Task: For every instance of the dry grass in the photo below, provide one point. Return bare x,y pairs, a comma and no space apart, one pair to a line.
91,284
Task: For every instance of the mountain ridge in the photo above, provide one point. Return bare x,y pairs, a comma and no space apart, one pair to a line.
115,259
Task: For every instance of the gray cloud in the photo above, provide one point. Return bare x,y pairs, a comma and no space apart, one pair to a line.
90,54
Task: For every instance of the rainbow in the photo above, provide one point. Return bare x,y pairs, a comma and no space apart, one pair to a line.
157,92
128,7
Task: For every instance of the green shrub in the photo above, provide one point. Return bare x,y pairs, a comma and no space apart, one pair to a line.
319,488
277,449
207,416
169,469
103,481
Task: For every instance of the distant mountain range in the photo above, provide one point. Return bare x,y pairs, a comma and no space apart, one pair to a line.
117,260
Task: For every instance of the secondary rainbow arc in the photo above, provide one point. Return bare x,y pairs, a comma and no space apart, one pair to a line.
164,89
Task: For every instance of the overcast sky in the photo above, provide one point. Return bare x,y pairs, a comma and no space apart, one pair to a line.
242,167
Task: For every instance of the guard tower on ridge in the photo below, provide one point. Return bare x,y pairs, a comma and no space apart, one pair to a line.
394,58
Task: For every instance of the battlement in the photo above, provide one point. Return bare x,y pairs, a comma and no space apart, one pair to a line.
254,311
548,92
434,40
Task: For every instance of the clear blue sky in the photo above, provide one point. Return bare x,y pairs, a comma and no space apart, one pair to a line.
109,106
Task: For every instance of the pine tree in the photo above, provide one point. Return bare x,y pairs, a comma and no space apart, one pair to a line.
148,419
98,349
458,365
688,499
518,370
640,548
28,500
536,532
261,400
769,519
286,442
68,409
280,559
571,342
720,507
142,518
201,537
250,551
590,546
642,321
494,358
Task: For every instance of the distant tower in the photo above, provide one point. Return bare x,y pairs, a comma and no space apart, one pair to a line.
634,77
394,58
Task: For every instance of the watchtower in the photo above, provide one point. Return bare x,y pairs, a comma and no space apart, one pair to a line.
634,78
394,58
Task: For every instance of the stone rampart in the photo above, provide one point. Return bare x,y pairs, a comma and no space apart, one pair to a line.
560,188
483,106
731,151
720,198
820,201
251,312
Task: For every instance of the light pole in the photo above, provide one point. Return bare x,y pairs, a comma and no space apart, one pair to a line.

● **What you are asked to do**: Put every line of the rows above into a Markdown table with the columns No and Entry, numbering the lines in order under No and leaving out any blank lines.

● **Task answer**:
| No | Entry |
|---|---|
| 1 | Task: For every instance of the dry grass in the photo below, provide one point. Return bare x,y pairs, a comma and no space apart, one pair to a line. |
| 2 | 91,284 |
| 3 | Task: For every instance of the mountain ridge in the photo above, provide one point. Return bare x,y pairs, a comma and no space apart, one pair to a line. |
| 4 | 115,259 |
| 5 | Task: For every instance of the gray cloud in the photo above, provide one point. Return bare x,y pairs, a comma and no space apart, one pair to a line. |
| 6 | 90,54 |
| 7 | Task: For every instance of the rainbow in the photo above, provide one point. Return bare x,y pairs, a comma and no space apart, one pair to a line. |
| 8 | 157,92 |
| 9 | 128,7 |
| 10 | Task: For every instance of the green shrub in the photo above, provide one point. Return bare x,y pairs, a comma and no space apart, one pair to a line. |
| 11 | 319,488 |
| 12 | 277,449 |
| 13 | 207,416 |
| 14 | 169,469 |
| 15 | 103,481 |
| 16 | Task: For every instance of the distant mountain range in the photo above, provide one point. Return bare x,y pairs, a comma and no space apart, one pair to a line. |
| 17 | 117,260 |
| 18 | Task: For every instance of the secondary rainbow arc in the photo above, provide one point. Return bare x,y pairs, a comma and no space apart, one pair to a line. |
| 19 | 164,89 |
| 20 | Task: For every instance of the overcast sky in the photo above, provide one point. Return bare x,y pairs, a comma and no space apart, one pair to a line. |
| 21 | 242,167 |
| 22 | Task: For every instance of the guard tower on ridge in the photo below, provide one point. Return bare x,y pairs, a comma and no space apart, one pair to a line. |
| 23 | 394,58 |
| 24 | Task: For every instance of the battlement in the photo above, provide one point. Return bare x,y pairs, a comma and no space apart, one pair to a line. |
| 25 | 254,311 |
| 26 | 548,92 |
| 27 | 434,40 |
| 28 | Task: For every instance of the clear blue sky in the photo above, provide one point. Return bare x,y pairs, a comma and no space apart, one pair to a line. |
| 29 | 109,106 |
| 30 | Task: For every instance of the pine tree in the photo above, provide one point. Return bare x,y pairs, a comma and no space apart, one pair to a line. |
| 31 | 148,419 |
| 32 | 98,349 |
| 33 | 458,365 |
| 34 | 688,499 |
| 35 | 518,370 |
| 36 | 640,548 |
| 37 | 28,500 |
| 38 | 536,532 |
| 39 | 261,400 |
| 40 | 769,519 |
| 41 | 286,442 |
| 42 | 68,409 |
| 43 | 280,559 |
| 44 | 571,342 |
| 45 | 720,507 |
| 46 | 142,518 |
| 47 | 201,537 |
| 48 | 250,551 |
| 49 | 590,546 |
| 50 | 642,321 |
| 51 | 494,358 |
| 52 | Task: For every instance of the distant tower in the photo above, provide one point. Return bare x,y pairs, a comma and no space apart, one pair to a line. |
| 53 | 634,77 |
| 54 | 394,58 |
| 55 | Task: For every instance of the watchtower in the photo above, provide one point. Return bare x,y pairs, a comma and no space apart, one pair to a line. |
| 56 | 634,78 |
| 57 | 394,58 |
| 58 | Task: For every instance of the stone rampart in the photo above, provide one point. Return bare x,y pairs, a comma and no space apart, one pair to a line. |
| 59 | 560,188 |
| 60 | 483,106 |
| 61 | 731,151 |
| 62 | 720,198 |
| 63 | 820,201 |
| 64 | 251,312 |
| 65 | Task: For every instance of the light pole in the photo above, provide one point. Return bare x,y pairs, a comma and no space apart, one pair to a line. |